(Required work): Every record here should be printed again exactly.

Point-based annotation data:
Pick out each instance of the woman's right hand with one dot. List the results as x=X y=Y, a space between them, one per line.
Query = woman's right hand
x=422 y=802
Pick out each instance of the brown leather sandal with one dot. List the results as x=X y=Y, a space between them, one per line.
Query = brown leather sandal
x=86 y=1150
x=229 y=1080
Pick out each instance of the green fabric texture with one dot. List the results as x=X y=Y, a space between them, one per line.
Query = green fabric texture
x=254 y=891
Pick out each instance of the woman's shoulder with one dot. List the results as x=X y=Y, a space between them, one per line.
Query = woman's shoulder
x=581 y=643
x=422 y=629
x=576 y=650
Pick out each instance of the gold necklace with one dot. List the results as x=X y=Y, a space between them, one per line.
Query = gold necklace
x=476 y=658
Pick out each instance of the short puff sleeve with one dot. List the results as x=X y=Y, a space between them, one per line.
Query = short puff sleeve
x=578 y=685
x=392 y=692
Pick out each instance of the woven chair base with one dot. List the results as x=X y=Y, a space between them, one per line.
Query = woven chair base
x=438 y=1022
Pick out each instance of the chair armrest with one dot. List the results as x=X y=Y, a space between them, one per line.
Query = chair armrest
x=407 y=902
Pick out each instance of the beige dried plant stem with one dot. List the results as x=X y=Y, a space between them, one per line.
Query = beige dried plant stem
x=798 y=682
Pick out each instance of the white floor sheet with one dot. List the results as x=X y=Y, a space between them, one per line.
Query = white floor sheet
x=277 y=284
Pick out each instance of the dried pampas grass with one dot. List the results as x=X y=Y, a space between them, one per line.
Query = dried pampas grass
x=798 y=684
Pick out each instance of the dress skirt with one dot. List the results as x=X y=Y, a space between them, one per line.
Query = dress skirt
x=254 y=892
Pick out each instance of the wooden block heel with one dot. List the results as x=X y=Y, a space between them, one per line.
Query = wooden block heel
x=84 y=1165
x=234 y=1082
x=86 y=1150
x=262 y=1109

(Result for this task):
Pick out each instance of the woman's right hand with one dot. List the results as x=X y=Y, a space between them, one per line.
Query = woman's right hand
x=422 y=802
Pick out each instance of the brown leather sandal with one dot. List the results as x=X y=Y, a space between them, one per line.
Query = brown leather sandal
x=86 y=1150
x=229 y=1080
Pick out each instance of the green fabric texture with one dot. List the results as x=X y=Y, a space between them, one per line.
Query = green fabric texture
x=254 y=891
Pick out each instance of the woman's shoulder with one dot. List the results as x=X y=Y, a space between them, one per line.
Query = woman's shoulder
x=581 y=643
x=422 y=629
x=576 y=650
Pick out each instance of the gold necklace with one dot. List the results as x=X y=Y, a space between them, one per line.
Query = gold necklace
x=476 y=658
Pick out each instance of the short puff sleeve with one dot. List the results as x=X y=Y, a space between them, one per line.
Query = short puff sleeve
x=578 y=685
x=392 y=692
Pick out each instance of the woven chair base with one dot. List the results as x=X y=Y, a space between them, one per line.
Query = woven chair base
x=438 y=1022
Pick out each instance of the chair armrest with one dot. List the results as x=X y=Y, a space between them, one per line.
Query = chair armrest
x=407 y=902
Pick out each instance of the beige dried plant stem with one dot. List the results as x=X y=Y, a space between them, one per line.
Query = beige dried plant stem
x=798 y=682
Pick out each instance of the white floor sheet with one dot. List the results as x=X y=Y, a space between them, one per line.
Query = white floor sheet
x=277 y=284
Pick out each instance of the dried pampas grass with one dot. List the results as x=X y=Y, a space between them, one per line.
Query = dried pampas grass
x=798 y=684
Pick out each instance of the dress skirt with one dot. List the results as x=X y=Y, a space between them, one per line.
Query = dress skirt
x=254 y=892
Pick out each instance of the wooden block heel with one dot. List the results as x=X y=Y, a space between them, one per line.
Query = wooden block heel
x=84 y=1165
x=234 y=1082
x=86 y=1150
x=262 y=1109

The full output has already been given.